▶ [Task statement]: In the TV review below, turn the paragraph beginning "In the middle of this Agatha Christie level guessing game" into a short bulleted list that keeps its main facts.

▶ [Text block]:
****

Hers is a bleak existence, the sameness of her days only interrupted by her persistent friend Sloane (Mary Holland) who persists where others don’t in keeping tabs on her bestie and who stands in stark contrast to other townsfolk like Anna’s judgemental neighbour Carol (Brenda Koo) who is far more adapt at archly toxic condemnation that she is at mercy and unconditional love and care which is what Anna, who’s broken in every sense of the word, really needs.

It is in its evocative portrayal of grief that The Woman in the House … really hits its stride, and that’s important because while the parody elements are deftly and amusingly realised – extending even to the way people die (there’s even some lighthouse-based slapstick if you can believe it) and the killer’s monologue which is chillingly hilarious – it’s the overarching examination of grief that makes everything in the show really come alive (or not, as the case may be).

It is all too easy to believe that when Anna think she’s witnessed a murder that maybe it’s the grief and the wine and the drugs talking, and while there are moments when all the evidence ducks seem to line up neatly in a row, there are many others when it seems that Anna may actually be, in the cruelly dismissive words of Carol, “batsh*t crazy”.

So doubtful of Anna of her state of mind as the series progresses that while bodies are piling up and strange things are taking place, with just as many red herrings as their buoyantly full huge glasses of red wine, it could all a figment of her grief-addled imagination?

Or is it?

In the grand tradition of all mystery psychological thrillers, we are left guessing from episode to episode just who has done what and why and whether Anna, who decides to investigate the murder she thought she witnessed even as the police, fronted by Detective Lane (Christina Anthony), very nicely, and sometimes not so nicely, ask her not to, is really seeing actual events or is simply caught in the fevered machinations of her own wounded mind.

In the middle of this Agatha Christie level guessing game, The Woman in the House … makes giddily inspired use of all kinds of tropes from the handsome man Neil (Tom Riley) who moves in across the street with his angelic daughter Emma (Samsara Yett), a fiendishly funny over-abundance of coincidences, misunderstandings and flawed perceptions, girlfriends and partners who seem to have dark agendas but actually may not, and helpful experts and witnesses (such as the lighthouse keeper played by The Good Place alum Marc Evan Jackson) who happily offer advice and insight when in reality they’d usually just shut up.

These tropes are used to gloriously good comedic effect, along certain recurring items such as the red wine, the casserole dishes – clearly Anna got a bulk deal on the entire production run of the design she favours – and rain, all of which, along with judicious use of others motifs, keep a sense of reliable commonality and continuity in episodes that can pivot on a dime and change the look and feel of the show faster than you can pull a cork and pour a delicious Pinot.

The masterful thing about The Woman in the House … is that no matter how audacious or over the top it gets at times, and it does have some macabre fun right when you might think it would not, it absolutely nails each and every scene, neatly and compellingly hold comedy and drama in tension to poignantly watchable effect.

The Woman in the House … is a near work of streaming genius, managing to poke fun at its genre of choice in ways that speak of a thoughtful intelligence – the jokes are not simply trotted to make things funny; they have a reason for being there and make their presence felt long enough the laughing has subsided – while also being a moving exploration of how grief traps, distorts and corrupts and how even when you want to escape it, it can feel damn near impossible to do so.

If you want a show that will gobsmackingly surprise you at every turn, which makes you smile with impressed wonder just as much as it makes you ache with a soul-searing appreciation of what grief can do to a person, then The Woman in the House … should be your streaming show of choice, eight episodes full of mystery, hilarity, poignancy, chicken casseroles and wine, and a stinging sense that maybe what you though you saw you did see and it may just change your life, good or bad, forever.

****

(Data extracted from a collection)
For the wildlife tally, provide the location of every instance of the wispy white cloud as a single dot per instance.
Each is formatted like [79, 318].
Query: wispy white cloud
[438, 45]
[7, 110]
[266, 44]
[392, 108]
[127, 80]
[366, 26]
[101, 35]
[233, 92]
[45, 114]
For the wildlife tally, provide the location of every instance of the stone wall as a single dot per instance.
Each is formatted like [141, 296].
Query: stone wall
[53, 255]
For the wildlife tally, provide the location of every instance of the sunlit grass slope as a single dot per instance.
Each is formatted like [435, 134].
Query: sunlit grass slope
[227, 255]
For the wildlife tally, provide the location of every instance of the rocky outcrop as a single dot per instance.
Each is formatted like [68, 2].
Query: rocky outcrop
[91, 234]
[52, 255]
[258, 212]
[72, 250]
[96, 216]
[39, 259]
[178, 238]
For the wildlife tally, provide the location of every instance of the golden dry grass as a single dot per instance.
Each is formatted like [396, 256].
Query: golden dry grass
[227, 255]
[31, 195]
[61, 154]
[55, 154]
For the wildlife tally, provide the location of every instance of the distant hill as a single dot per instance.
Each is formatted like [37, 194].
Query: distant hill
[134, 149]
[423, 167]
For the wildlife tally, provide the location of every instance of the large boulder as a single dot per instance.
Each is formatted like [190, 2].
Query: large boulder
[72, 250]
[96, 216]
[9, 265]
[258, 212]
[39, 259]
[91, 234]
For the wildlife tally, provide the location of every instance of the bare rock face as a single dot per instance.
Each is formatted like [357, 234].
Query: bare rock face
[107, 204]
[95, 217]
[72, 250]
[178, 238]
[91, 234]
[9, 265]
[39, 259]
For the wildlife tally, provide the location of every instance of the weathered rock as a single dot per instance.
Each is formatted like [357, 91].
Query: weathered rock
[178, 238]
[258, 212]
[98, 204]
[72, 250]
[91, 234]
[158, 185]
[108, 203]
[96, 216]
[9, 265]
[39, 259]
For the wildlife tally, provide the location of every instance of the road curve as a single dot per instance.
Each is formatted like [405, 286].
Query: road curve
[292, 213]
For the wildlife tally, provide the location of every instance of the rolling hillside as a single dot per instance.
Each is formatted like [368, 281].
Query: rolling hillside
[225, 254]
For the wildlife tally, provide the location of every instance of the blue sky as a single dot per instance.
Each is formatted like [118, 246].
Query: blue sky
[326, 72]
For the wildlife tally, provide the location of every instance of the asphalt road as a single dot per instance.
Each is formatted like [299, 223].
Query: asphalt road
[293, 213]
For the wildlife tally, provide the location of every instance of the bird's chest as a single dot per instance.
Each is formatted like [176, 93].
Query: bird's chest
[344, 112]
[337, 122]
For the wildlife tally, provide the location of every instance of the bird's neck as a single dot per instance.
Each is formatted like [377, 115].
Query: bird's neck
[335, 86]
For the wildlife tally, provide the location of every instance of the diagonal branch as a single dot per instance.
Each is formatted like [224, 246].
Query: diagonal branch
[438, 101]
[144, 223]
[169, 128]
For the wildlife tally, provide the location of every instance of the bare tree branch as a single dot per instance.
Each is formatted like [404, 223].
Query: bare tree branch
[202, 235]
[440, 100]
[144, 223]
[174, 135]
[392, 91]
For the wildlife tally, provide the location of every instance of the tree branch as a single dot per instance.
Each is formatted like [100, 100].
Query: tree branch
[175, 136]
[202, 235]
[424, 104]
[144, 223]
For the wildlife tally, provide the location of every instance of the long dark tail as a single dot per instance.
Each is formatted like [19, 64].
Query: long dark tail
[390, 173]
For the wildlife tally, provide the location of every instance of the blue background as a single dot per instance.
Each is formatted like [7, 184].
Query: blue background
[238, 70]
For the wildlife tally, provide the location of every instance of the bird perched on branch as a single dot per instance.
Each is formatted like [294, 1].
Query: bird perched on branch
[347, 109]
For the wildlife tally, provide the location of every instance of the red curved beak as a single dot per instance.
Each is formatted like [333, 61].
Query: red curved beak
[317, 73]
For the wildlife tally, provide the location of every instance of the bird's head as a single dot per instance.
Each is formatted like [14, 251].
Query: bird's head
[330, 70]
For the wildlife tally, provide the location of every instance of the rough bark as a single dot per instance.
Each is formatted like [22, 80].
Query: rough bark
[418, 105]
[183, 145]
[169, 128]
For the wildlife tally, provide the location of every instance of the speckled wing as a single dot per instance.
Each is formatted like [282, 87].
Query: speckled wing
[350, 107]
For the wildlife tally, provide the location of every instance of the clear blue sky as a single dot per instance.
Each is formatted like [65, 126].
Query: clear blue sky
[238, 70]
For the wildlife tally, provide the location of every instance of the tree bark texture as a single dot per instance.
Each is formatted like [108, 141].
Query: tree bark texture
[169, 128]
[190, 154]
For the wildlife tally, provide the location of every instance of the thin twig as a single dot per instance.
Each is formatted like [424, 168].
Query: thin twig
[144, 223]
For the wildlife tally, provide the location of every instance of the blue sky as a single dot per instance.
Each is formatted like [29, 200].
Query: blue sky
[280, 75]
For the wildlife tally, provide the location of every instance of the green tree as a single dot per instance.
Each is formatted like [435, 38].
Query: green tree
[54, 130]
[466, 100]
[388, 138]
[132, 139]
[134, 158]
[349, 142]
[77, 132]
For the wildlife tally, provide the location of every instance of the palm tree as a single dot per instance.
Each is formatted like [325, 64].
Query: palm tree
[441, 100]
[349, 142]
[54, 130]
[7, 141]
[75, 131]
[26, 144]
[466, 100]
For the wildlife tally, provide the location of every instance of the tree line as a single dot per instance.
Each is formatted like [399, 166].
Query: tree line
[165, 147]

****

▶ [Solution to this exercise]:
Amid an Agatha Christie-level guessing game, The Woman in the House … makes inspired use of many tropes:
- a handsome man, Neil (Tom Riley), who moves in across the street with his angelic daughter Emma (Samsara Yett)
- a fiendishly funny over-abundance of coincidences, misunderstandings and flawed perceptions
- girlfriends and partners who seem to have dark agendas but may not
- helpful experts and witnesses, such as the lighthouse keeper played by The Good Place alum Marc Evan Jackson, who readily offer advice and insight when they would usually stay quiet